» **WORK TO DO**
Quote the lines from the one holding "Note to the class: find the white cloud" to the one holding "pixel 89 126", both included, and nothing else.

## Start DATA TO PROCESS

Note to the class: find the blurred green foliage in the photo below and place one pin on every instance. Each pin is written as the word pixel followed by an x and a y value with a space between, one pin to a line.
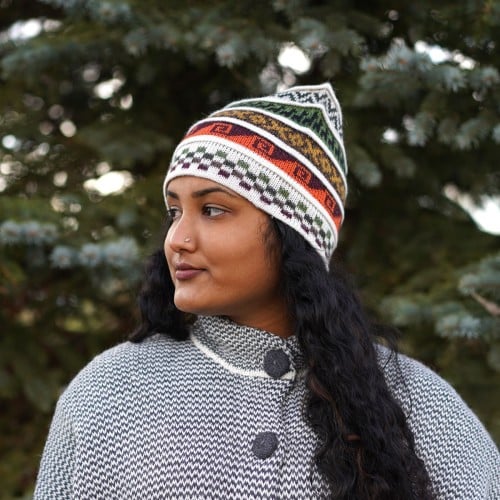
pixel 88 88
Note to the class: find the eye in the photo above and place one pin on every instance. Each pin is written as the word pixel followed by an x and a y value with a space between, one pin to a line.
pixel 173 213
pixel 211 211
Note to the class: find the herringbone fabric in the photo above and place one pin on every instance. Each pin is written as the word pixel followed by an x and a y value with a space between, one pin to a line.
pixel 221 416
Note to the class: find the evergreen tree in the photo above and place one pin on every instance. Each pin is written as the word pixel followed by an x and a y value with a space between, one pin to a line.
pixel 94 89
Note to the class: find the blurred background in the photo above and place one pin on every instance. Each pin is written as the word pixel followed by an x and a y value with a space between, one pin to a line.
pixel 94 96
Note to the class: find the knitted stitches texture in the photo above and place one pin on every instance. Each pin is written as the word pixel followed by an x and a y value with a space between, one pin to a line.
pixel 203 418
pixel 284 153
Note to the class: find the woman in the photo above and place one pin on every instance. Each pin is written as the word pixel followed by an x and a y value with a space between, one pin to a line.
pixel 254 372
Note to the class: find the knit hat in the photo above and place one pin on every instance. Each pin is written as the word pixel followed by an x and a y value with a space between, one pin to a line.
pixel 283 153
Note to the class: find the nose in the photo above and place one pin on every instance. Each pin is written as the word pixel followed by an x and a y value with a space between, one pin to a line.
pixel 180 235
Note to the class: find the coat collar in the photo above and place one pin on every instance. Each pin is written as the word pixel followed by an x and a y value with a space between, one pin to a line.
pixel 247 351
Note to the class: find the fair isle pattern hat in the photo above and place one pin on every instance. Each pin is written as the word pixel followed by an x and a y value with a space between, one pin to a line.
pixel 284 153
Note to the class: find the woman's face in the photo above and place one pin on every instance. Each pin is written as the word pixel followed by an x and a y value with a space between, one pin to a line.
pixel 218 258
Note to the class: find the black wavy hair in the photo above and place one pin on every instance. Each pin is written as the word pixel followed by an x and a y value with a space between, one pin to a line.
pixel 366 447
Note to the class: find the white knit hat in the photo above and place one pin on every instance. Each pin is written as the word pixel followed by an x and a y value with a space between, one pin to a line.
pixel 284 153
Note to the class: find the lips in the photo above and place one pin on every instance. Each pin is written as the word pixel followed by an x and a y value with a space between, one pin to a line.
pixel 184 271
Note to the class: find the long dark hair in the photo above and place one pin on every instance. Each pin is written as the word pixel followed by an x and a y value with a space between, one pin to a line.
pixel 367 449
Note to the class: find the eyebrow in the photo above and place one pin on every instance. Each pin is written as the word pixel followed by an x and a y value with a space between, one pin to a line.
pixel 201 193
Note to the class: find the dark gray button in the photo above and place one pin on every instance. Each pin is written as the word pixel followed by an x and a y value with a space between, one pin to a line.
pixel 276 363
pixel 265 444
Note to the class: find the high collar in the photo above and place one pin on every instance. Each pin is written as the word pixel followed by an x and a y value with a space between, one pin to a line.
pixel 243 349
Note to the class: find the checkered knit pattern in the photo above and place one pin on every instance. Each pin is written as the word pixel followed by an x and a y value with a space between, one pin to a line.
pixel 221 416
pixel 284 153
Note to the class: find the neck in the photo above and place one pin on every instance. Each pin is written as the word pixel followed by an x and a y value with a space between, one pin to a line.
pixel 275 322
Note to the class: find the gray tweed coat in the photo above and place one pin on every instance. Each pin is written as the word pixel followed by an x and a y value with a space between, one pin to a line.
pixel 220 416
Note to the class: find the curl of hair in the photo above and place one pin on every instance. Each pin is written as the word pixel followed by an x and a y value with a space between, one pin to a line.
pixel 366 447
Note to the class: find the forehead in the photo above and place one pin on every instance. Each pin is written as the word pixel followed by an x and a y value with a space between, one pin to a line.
pixel 189 184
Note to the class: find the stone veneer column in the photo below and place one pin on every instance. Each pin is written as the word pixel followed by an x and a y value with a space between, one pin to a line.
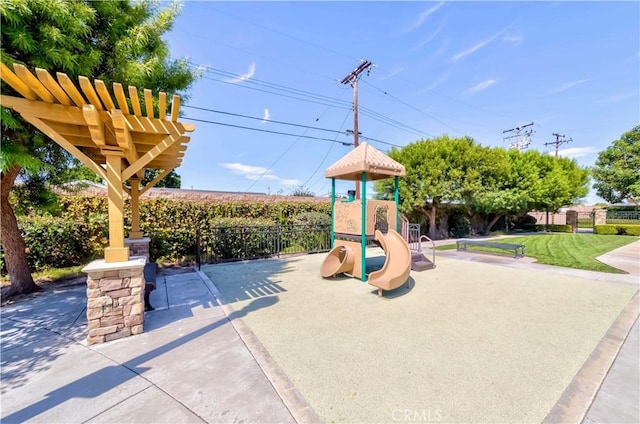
pixel 138 247
pixel 572 220
pixel 115 299
pixel 600 217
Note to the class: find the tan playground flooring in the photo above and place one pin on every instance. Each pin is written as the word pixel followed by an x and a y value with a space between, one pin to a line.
pixel 468 342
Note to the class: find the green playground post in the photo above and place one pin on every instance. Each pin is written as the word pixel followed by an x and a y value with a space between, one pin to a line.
pixel 364 226
pixel 333 214
pixel 397 199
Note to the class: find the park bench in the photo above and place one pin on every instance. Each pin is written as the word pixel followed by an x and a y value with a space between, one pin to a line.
pixel 150 283
pixel 518 249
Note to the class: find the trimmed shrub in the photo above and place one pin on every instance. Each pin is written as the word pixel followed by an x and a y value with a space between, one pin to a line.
pixel 527 223
pixel 555 228
pixel 55 243
pixel 618 229
pixel 459 224
pixel 79 232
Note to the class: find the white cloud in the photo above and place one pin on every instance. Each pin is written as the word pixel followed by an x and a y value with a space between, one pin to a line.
pixel 480 86
pixel 426 40
pixel 563 87
pixel 243 77
pixel 239 168
pixel 395 71
pixel 423 17
pixel 439 81
pixel 513 39
pixel 577 152
pixel 617 97
pixel 478 45
pixel 254 173
pixel 289 182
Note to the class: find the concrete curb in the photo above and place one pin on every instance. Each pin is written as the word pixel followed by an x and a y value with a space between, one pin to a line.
pixel 576 399
pixel 291 397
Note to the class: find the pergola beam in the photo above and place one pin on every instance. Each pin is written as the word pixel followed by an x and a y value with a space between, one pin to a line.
pixel 156 180
pixel 150 155
pixel 65 144
pixel 89 126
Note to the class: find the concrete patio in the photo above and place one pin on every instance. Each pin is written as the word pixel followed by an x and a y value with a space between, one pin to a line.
pixel 269 341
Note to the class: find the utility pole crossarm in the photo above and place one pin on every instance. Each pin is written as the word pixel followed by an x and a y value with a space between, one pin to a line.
pixel 520 145
pixel 560 139
pixel 352 79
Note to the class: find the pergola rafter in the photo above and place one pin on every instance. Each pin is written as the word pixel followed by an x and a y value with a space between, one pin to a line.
pixel 113 140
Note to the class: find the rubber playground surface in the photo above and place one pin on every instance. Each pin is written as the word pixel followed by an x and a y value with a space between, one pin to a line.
pixel 467 342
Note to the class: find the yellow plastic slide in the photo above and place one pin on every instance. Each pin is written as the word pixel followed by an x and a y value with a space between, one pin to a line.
pixel 397 265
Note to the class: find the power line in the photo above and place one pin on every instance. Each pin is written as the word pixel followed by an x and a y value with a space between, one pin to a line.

## End DATA TO PROCESS

» **EXPECTED ANSWER**
Note to the class: find the white cloud in the photo above and place one pin on every instance. Each pin is written as the word pixel followed by an x and a y value with a space between, one pin to a line.
pixel 480 86
pixel 426 40
pixel 563 87
pixel 243 77
pixel 239 168
pixel 395 71
pixel 423 17
pixel 439 81
pixel 513 39
pixel 577 152
pixel 617 97
pixel 478 45
pixel 254 173
pixel 289 182
Note to the class: find the concrete curb in the photo above and place one pin on every instance. Each pin is written as the word pixel followed by an x and a y value with a space between, one pin to a line.
pixel 576 399
pixel 291 397
Note to the class: find the pergola beam in the photo above and place one pin on every instance. Each pin is written as the word pixel followed by an x and a y value with a space between, one pin to a line.
pixel 156 180
pixel 150 155
pixel 65 144
pixel 89 126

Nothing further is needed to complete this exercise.